### [Exercise aim]
From the Great Southern history passage below, reproduce word for word the stretch that begins at "Our first inhabitants" and ends after "Albany, in 1791.".

::: Passage provided

Our drive trail takes in 19 towns that each build a picture of how the area was developed.
As you drive through the Great Southern of Western Australia, you get a sense of its incredible history.
Our first inhabitants
The Noongar people were the first inhabitants of the Great Southern, with Noongar (boodja) country covering the entire southwest of the state. Excavations beside the Kalgan River near Albany reveal that Aboriginal people were living in the area 20,000 years ago.
At the time of the first European contact, Albany was the home of the Menang Noongar people, who called the area Kinjarling, ‘the place of rain’.
Early European settlement
Europeans began exploring along the southern coastline in 1626 when the Dutch ship Gulden Zeepaert sailed past and charted major features. English explorer George Vancouver entered and named King George Sound, the site of present day Albany, in 1791.
Albany is the oldest continuous European settlement in Western Australia. The King George Sound settlement was founded in 1826, three years before the Swan River Colony, now Perth, was settled in 1829. It wasn’t long before early settlers realised the importance of an overland link between the two settlements.
Those exploring the area between Albany and Perth soon realised the potential of the region, and in 1847 the government introduced a system of grazing land leases to regulate the squatters who pastured their flocks on Crown land. Towns popped up along the Perth-Albany road, including Williams and Kojonup.
A rail link between Perth and Albany was completed in 1889; and towns were established along the line at Katanning, Broomehill and Cranbrook, with sidings at Tambellup and Yarabin (Woodanilling).
More settlers flocked to the area with the selling off of land from the railway company; and also following the end of the gold rush in the late 19th century. Many of the grand old homesteads built in this era remain today.
The towns in the Great Southern grew apace with the rate of settlement. Stores, hotels, boarding houses, commercial buildings, schools, halls and community buildings popped up; and Katanning, half-way along the new railway line, grew into the commercial hub of the central Great Southern.
Today, the Great Southern is thriving. Many small farms which were allocated to ex-servicemen and migrant settlers have been amalgamated into larger, more viable holdings which are being successfully farmed.
The story behind Bob
The Blue Tongue lizard, or ‘Bob’, as he’s affectionately known, has been the icon of Great Southern Treasures since its inception in 2004. Due to Bob’s established recognition in the marketplace and sentimental value to the group, he remains the most identifiable feature of our identity.
He symbolises one of the many ‘hidden treasures’ of the region and aims to inspire people to seek out and discover more of what this area and its communities have to offer. With his mouth open wide and his blue tongue proudly on display, he evokes the sense of excitement and surprise one feels upon the (often accidental) discovery of one of these lovable local lizards!

::::::
::: Data provided

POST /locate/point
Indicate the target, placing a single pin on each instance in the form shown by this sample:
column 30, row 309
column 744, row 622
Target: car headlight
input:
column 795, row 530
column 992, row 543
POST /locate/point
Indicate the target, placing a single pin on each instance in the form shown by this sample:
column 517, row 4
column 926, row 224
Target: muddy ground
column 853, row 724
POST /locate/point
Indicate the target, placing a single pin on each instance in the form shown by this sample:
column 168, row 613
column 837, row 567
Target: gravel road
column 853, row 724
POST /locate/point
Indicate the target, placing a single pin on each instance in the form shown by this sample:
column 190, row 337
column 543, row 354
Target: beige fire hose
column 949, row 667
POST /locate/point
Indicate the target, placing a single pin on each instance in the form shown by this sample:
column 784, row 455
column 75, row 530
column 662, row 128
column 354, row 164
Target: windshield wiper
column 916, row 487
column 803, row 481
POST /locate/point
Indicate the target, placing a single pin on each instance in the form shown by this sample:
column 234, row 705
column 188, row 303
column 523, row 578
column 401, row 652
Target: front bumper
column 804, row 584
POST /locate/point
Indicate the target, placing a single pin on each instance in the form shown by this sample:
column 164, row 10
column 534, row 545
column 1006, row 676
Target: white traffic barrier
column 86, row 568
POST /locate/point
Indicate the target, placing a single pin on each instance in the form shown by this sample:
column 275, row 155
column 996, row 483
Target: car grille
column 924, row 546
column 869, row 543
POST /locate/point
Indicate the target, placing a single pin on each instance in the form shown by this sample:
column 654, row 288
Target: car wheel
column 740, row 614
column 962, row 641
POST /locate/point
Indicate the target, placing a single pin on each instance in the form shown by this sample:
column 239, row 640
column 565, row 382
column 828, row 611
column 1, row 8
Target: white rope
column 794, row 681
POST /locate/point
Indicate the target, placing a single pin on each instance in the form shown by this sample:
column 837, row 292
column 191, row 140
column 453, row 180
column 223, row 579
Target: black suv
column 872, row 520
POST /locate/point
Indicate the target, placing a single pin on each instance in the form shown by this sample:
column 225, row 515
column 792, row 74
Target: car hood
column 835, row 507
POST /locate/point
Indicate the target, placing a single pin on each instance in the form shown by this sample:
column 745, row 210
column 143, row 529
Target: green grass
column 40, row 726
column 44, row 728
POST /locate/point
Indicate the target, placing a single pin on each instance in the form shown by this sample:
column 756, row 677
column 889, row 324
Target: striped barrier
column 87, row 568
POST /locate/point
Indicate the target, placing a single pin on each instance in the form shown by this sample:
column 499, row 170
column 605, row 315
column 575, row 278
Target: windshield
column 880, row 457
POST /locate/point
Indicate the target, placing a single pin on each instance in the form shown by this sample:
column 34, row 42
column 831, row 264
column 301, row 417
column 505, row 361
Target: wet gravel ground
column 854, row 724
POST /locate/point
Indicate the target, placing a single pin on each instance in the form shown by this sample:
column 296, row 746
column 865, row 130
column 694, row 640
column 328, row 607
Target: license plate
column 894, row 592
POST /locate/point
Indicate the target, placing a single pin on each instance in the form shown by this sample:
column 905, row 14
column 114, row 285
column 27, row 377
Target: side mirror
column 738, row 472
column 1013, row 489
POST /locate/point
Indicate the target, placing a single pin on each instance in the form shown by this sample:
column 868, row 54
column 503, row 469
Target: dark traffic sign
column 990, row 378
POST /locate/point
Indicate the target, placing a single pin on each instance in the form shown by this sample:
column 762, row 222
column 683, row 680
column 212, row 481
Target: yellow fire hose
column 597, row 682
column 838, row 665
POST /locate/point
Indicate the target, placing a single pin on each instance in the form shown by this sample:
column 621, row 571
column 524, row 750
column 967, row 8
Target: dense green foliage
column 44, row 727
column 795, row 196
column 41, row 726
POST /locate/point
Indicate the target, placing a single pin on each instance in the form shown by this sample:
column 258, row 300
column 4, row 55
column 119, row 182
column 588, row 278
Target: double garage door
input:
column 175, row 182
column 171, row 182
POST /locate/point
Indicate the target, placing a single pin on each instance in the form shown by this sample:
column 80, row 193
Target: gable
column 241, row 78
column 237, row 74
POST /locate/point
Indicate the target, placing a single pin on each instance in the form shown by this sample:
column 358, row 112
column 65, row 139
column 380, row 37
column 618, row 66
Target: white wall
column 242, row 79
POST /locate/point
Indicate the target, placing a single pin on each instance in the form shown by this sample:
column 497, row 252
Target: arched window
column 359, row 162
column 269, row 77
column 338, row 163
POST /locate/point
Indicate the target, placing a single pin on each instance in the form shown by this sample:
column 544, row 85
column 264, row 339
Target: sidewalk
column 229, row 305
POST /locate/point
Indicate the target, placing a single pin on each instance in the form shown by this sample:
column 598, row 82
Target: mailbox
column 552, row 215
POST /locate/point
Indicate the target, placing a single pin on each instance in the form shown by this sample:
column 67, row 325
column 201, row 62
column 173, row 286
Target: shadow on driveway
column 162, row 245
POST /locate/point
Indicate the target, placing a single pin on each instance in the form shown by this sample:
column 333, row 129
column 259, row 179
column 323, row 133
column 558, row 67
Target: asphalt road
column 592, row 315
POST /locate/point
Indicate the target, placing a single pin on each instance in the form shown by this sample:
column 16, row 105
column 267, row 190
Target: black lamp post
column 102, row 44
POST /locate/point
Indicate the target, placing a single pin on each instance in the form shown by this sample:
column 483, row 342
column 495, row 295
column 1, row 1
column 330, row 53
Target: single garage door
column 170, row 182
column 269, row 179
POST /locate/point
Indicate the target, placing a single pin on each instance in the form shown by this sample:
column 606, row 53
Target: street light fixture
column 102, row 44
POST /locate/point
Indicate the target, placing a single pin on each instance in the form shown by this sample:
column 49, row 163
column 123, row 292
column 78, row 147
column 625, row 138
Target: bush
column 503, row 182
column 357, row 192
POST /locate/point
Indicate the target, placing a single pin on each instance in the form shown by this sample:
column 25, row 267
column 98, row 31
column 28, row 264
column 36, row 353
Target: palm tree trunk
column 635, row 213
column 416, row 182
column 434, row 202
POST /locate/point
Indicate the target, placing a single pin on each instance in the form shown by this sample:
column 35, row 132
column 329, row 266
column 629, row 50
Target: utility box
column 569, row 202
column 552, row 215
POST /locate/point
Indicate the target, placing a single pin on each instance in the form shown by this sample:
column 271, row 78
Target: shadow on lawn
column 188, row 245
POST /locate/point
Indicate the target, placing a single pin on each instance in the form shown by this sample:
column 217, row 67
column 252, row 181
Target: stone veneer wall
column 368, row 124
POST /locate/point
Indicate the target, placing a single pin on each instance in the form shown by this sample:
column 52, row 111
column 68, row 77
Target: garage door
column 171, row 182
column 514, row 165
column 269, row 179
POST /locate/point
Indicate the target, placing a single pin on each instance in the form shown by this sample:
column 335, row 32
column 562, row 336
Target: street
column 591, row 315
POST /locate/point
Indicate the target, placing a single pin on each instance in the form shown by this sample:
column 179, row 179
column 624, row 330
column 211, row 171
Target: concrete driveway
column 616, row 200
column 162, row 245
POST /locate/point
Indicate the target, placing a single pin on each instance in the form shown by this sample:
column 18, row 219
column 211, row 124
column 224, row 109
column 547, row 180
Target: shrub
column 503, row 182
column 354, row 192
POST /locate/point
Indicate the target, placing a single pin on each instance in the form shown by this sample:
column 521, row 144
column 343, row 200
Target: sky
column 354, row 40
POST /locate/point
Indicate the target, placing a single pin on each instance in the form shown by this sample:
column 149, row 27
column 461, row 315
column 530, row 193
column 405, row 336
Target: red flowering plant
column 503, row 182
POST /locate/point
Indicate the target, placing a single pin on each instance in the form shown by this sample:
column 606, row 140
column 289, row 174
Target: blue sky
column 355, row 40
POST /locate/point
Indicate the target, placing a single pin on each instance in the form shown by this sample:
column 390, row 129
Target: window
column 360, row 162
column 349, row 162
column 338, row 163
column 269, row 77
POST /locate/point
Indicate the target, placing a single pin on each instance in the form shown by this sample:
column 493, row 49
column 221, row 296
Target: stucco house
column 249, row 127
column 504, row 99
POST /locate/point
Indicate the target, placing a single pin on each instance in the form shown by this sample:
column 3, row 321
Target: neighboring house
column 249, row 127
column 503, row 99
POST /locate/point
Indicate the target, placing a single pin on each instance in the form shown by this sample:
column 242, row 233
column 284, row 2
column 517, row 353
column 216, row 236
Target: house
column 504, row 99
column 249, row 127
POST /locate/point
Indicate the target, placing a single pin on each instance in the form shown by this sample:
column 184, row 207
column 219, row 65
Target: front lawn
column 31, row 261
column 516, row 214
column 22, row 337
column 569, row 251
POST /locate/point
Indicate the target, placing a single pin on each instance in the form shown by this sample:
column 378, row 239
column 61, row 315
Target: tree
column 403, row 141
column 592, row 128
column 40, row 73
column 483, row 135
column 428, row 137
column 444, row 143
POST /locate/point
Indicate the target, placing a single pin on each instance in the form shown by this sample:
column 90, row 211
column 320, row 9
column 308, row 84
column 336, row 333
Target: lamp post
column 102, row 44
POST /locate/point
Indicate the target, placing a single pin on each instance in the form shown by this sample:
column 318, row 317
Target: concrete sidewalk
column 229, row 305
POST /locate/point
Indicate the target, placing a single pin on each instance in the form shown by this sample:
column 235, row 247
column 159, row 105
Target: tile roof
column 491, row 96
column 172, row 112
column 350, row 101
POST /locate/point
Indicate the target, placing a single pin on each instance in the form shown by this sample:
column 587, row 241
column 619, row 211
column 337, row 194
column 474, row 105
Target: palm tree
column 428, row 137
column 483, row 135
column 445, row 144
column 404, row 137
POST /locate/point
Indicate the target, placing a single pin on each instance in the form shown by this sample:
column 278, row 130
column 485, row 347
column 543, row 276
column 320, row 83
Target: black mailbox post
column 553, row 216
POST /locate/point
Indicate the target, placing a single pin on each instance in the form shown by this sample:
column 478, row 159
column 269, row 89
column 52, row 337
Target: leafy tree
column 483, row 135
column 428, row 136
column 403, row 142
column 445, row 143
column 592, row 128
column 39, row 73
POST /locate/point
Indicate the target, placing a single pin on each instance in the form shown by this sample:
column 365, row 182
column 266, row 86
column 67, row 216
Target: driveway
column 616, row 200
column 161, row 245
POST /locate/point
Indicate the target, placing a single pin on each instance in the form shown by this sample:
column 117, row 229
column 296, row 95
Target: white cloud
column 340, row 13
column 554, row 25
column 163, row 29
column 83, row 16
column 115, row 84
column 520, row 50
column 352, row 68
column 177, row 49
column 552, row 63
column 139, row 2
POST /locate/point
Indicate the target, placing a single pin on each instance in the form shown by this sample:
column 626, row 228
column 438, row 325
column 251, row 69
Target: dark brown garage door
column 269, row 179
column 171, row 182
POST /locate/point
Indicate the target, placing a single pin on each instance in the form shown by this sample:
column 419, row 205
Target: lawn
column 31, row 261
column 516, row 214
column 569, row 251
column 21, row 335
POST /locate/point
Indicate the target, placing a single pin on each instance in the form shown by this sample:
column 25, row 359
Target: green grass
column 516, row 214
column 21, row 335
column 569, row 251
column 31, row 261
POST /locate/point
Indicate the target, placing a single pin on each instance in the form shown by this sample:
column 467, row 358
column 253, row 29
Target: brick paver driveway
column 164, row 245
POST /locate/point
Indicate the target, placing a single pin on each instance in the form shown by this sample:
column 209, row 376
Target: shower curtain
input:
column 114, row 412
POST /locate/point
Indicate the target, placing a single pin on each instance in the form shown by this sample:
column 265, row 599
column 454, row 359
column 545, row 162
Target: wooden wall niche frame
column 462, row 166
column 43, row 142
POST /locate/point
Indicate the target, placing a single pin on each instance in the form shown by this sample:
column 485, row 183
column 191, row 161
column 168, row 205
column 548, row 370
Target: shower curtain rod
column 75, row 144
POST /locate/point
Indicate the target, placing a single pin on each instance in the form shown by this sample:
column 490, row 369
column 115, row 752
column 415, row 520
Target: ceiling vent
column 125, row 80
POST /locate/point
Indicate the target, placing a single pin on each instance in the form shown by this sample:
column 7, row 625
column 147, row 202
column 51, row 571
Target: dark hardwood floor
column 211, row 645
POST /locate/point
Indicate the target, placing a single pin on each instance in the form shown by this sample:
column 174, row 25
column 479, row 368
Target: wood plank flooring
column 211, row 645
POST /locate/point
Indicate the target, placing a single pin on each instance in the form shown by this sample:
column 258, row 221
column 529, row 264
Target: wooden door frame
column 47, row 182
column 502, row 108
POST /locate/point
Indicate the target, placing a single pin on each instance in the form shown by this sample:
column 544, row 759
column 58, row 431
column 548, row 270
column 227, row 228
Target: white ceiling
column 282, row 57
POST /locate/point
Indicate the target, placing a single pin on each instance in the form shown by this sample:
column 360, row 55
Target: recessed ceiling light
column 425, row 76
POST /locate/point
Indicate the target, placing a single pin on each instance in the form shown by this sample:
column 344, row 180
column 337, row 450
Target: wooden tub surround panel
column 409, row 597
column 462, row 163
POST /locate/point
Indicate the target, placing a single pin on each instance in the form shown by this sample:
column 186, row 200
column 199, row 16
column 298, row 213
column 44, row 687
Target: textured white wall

::::::

### [Solution]
Our first inhabitants
The Noongar people were the first inhabitants of the Great Southern, with Noongar (boodja) country covering the entire southwest of the state. Excavations beside the Kalgan River near Albany reveal that Aboriginal people were living in the area 20,000 years ago.
At the time of the first European contact, Albany was the home of the Menang Noongar people, who called the area Kinjarling, ‘the place of rain’.
Early European settlement
Europeans began exploring along the southern coastline in 1626 when the Dutch ship Gulden Zeepaert sailed past and charted major features. English explorer George Vancouver entered and named King George Sound, the site of present day Albany, in 1791.